Records supplied: Begin
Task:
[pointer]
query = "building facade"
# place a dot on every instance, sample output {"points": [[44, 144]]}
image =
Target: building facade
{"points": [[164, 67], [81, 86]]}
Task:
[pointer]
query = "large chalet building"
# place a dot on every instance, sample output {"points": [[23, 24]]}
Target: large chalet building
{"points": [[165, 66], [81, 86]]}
Records supplied: End
Records supplied: Begin
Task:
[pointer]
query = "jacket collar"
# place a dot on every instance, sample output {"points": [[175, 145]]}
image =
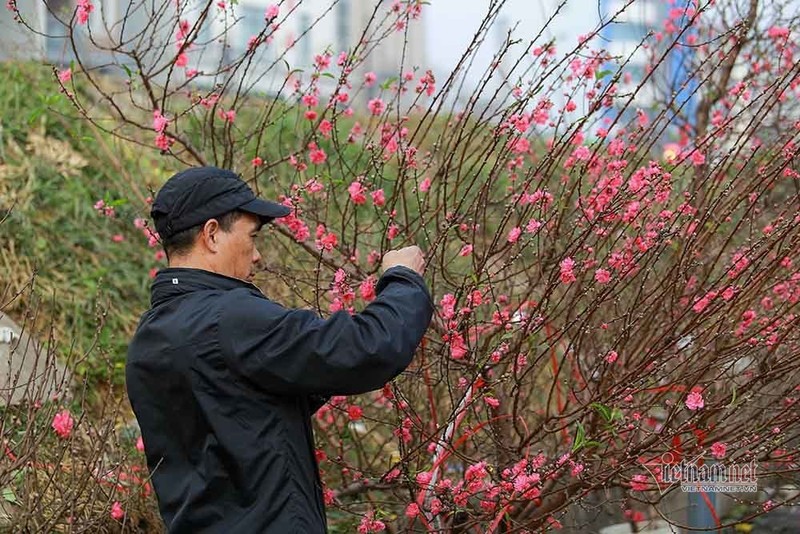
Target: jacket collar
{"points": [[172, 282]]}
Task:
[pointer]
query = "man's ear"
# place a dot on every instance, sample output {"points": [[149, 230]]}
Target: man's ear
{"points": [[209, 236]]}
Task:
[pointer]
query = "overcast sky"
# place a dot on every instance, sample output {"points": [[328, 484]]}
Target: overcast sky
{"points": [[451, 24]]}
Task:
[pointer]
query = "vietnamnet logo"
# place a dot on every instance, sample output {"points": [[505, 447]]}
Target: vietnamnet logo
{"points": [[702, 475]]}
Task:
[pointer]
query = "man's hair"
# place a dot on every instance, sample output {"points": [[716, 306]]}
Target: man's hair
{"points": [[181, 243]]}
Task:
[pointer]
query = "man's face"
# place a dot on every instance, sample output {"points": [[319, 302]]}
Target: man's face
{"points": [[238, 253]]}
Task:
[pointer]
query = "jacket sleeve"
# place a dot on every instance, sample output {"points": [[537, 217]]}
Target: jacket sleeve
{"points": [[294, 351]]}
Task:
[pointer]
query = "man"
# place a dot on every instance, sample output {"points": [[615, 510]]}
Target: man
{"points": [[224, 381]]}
Records supplied: End
## Task requirements
Every line containing the word "place" should be copied from the material.

## Output of the exercise
# place a dot on every instance, sample output {"points": [[44, 144]]}
# place a dot on every instance, sample output {"points": [[23, 24]]}
# place a dot on every instance, sample output {"points": [[175, 145]]}
# place a dot on every instance, sample output {"points": [[149, 230]]}
# place a dot on every instance, sample output {"points": [[328, 484]]}
# place a dot on every instance, sample output {"points": [[505, 447]]}
# place a dot on every instance, sample output {"points": [[716, 306]]}
# place a dot on every instance, sample output {"points": [[319, 302]]}
# place a dot on every instance, sample output {"points": [[537, 217]]}
# place a dot on every instance, sample output {"points": [[615, 510]]}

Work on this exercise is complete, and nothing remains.